• _Task requirements_:
A – In the passage about how NICE appraises new drugs, retype word for word the part starting with "In the 2010s, it" and going on through "cost-effectiveness ratios (ICERs)".
B – Write the next part of the passage about how NICE appraises new drugs, picking up after its final sentence.

NICE follows a three-stage assessment process for new drugs: scoping, assessment, and appraisal. In the scoping phase, it determines which specific questions need to be addressed, for example, which diseases and patient groups to consider and which existing drugs to compare the new drug against. In the assessment phase, it evaluates the evidence of the drug’s clinical- and cost-effectiveness. In the final phase, an appraisal committee reaches a decision on whether the NHS should fund the new drug, based on factors including the strength of the clinical evidence, the degree of clinical need among patients, the cost-effectiveness of the drug given its proposed price and the robustness of the economic evaluation. In a nutshell, NICE will typically decide that the NHS should make a new drug available if the benefits of the new drug are greater than the opportunity cost (the health benefits from other drugs or health care interventions that are forgone once part of the health care budget has been used to buy this new drug instead).

In the 2010s, it took NICE an average of 48 weeks to complete the appraisal for a single drug and 74 weeks for a group of drugs. NICE typically starts the assessment process before the pharmaceutical company has launched the drug in the UK, with the aim of publishing its recommendations at around the same time it becomes available to purchase. Nevertheless, NICE has been criticised for the time it takes to complete assessments and provide recommendations on new drugs.

Quality-adjusted life years (QALY) and incremental cost-effectiveness ratios (ICERs)

NICE has developed a detailed methodology for assessing the costs and benefits of new drugs in comparison with other drugs and interventions, with the aim of identifying which drugs offer the greatest benefits given their costs. NICE uses the information supplied by the company to calculate the number of ‘quality-adjusted life years’ that patients will, on average, gain from taking the new drug, in comparison with existing therapies. This encompasses not just the number of extra years of life that the drug offers in comparison with other therapies, but patients’ quality of life, for example, reduction in pain or ability to perform basic activities of daily living.

With a measure of the health benefits of the new drug in comparison with existing therapies, and the price of the new drug and associated treatment costs in comparison with existing therapies, NICE can calculate an incremental cost-effectiveness ratio (ICER) for the new drug, that is the cost, using the new drug, of each additional quality-adjusted life year. The method allows NICE to make consistent decisions about whether to pay for interventions across different technologies, clinical areas and patient groups, and the opportunity costs of paying for one health care intervention at the expense of another.

Diagram showing incremental cost-effectiveness ratio (ICER) calculation

With these calculations, we can imagine a virtual merit order of drugs reflecting their costs and benefits, from those with the lowest ICER to those with the highest. Cheap, effective drugs for fatal diseases in children might come at the top of the list, delivering a huge increase in quality-adjusted life years for just a few pounds per treatment. Low cost drugs, such as generic statins to reduce the risk of cardiovascular disease, might come somewhere in the middle, delivering a more modest but significant increase in people’s quality-adjusted life years for a relatively low price. Right at the bottom might be expensive new drugs for people at the end of their lives, drugs that cost hundreds of thousands of pounds for a course of treatment but on average only prolong people’s lives for a few months while they are in poor health. The question now is where to draw the line within this ranking, between the drugs that the NHS should pay for and those that are too expensive given the benefits they offer.

Saved data entries

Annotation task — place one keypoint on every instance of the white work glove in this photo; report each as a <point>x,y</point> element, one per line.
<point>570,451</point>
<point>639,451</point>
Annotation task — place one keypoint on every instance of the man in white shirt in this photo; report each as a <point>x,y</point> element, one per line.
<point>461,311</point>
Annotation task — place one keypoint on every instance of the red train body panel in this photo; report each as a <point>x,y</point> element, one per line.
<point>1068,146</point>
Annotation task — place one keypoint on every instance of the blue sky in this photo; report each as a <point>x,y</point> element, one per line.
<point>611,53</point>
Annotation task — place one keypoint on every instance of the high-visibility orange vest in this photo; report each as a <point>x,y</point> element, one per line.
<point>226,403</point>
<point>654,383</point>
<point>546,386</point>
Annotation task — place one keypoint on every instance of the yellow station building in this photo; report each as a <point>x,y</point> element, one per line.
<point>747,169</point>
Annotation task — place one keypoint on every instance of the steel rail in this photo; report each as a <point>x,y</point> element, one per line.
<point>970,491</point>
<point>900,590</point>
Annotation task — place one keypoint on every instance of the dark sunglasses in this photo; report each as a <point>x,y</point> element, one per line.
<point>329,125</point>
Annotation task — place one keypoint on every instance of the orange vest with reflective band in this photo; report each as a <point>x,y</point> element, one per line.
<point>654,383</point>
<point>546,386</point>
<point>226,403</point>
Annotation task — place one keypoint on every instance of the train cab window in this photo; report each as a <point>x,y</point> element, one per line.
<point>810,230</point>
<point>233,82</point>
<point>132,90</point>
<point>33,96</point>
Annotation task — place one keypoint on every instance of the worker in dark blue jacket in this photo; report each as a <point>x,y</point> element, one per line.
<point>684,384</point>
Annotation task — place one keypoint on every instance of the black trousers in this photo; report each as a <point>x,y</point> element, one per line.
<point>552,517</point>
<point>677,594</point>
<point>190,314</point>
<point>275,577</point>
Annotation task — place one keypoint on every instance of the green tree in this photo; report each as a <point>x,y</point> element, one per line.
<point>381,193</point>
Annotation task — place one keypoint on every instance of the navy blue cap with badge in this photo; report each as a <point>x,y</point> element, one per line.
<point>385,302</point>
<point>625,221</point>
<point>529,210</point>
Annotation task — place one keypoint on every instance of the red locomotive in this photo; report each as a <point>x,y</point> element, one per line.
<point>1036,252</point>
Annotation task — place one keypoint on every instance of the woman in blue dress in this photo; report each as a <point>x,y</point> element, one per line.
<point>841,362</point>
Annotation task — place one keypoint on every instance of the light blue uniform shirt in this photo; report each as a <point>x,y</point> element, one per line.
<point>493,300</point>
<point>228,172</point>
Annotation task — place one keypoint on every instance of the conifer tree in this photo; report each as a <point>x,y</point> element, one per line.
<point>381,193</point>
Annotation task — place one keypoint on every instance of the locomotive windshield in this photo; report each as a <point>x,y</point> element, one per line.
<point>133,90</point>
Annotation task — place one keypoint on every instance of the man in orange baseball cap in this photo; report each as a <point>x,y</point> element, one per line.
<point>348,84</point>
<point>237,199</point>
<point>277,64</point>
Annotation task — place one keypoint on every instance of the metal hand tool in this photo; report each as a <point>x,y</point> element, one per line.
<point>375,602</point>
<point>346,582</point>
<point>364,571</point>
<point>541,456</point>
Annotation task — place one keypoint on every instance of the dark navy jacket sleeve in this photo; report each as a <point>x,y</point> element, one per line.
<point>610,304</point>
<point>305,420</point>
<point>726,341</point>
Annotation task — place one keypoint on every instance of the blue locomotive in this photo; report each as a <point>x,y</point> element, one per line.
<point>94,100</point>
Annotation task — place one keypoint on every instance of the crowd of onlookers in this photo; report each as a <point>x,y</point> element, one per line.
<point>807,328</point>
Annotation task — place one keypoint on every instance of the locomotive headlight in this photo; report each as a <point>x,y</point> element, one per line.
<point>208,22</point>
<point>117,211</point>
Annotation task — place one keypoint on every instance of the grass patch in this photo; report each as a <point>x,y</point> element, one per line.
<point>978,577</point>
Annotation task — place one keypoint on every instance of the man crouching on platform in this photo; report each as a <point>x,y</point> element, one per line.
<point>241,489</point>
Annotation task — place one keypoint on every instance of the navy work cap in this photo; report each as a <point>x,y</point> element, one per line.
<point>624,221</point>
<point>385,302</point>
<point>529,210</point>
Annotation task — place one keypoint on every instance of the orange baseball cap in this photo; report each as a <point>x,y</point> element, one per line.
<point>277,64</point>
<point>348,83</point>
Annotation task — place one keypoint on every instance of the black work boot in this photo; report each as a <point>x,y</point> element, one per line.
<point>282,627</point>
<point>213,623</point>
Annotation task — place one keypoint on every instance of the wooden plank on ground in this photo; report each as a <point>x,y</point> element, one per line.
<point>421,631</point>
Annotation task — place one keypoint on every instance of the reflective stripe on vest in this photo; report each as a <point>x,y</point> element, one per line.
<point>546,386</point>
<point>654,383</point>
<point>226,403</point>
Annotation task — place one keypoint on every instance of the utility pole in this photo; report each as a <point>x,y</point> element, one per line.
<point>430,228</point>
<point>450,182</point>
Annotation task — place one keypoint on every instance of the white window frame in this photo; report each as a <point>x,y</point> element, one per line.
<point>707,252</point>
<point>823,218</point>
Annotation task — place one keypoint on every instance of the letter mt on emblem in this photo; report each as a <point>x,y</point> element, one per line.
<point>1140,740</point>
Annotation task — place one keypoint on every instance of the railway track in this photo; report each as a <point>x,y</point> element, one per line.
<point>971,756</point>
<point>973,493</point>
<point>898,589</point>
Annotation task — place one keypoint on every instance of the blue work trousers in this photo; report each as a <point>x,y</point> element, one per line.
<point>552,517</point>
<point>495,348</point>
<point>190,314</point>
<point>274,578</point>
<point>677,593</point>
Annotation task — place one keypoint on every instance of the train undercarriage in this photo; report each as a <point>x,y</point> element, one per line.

• _Expected responses_:
A –
In the 2010s, it took NICE an average of 48 weeks to complete the appraisal for a single drug and 74 weeks for a group of drugs. NICE typically starts the assessment process before the pharmaceutical company has launched the drug in the UK, with the aim of publishing its recommendations at around the same time it becomes available to purchase. Nevertheless, NICE has been criticised for the time it takes to complete assessments and provide recommendations on new drugs.

Quality-adjusted life years (QALY) and incremental cost-effectiveness ratios (ICERs)

B –
NICE’s cost–benefit threshold

During the early years of its operation, NICE did not explicitly set out the maximum it thought the NHS should pay for an additional quality-adjusted life year. Senior leaders explained that they did not have a single fixed figure in mind. However, as NICE’s decisions accumulated, it became clear that it was approving new drugs with ICERs in the range of £20,000 to £30,000 per QALY (ie, drugs that offered additional QALYs for a cost of £20,000 to £30,000 more than the existing alternative treatments per QALY).

In 2004, NICE clarified that it is likely to recommend adoption of drugs with an ICER below £20,000 per QALY; for drugs with an ICER between £20,000 and £30,000 per QALY, it would consider the degree of certainty relating to the company’s calculation of costs and benefits, the innovative nature of the technology, the particular features of the condition and patient population, and the wider societal costs and benefits; and for drugs with an ICER above £30,000, the ‘case for supporting the technology on these factors has to be increasingly strong’. In some instances, NICE has approved a drug only for restricted use with a narrow subset of patients, since the drug only has sufficient benefits for these groups.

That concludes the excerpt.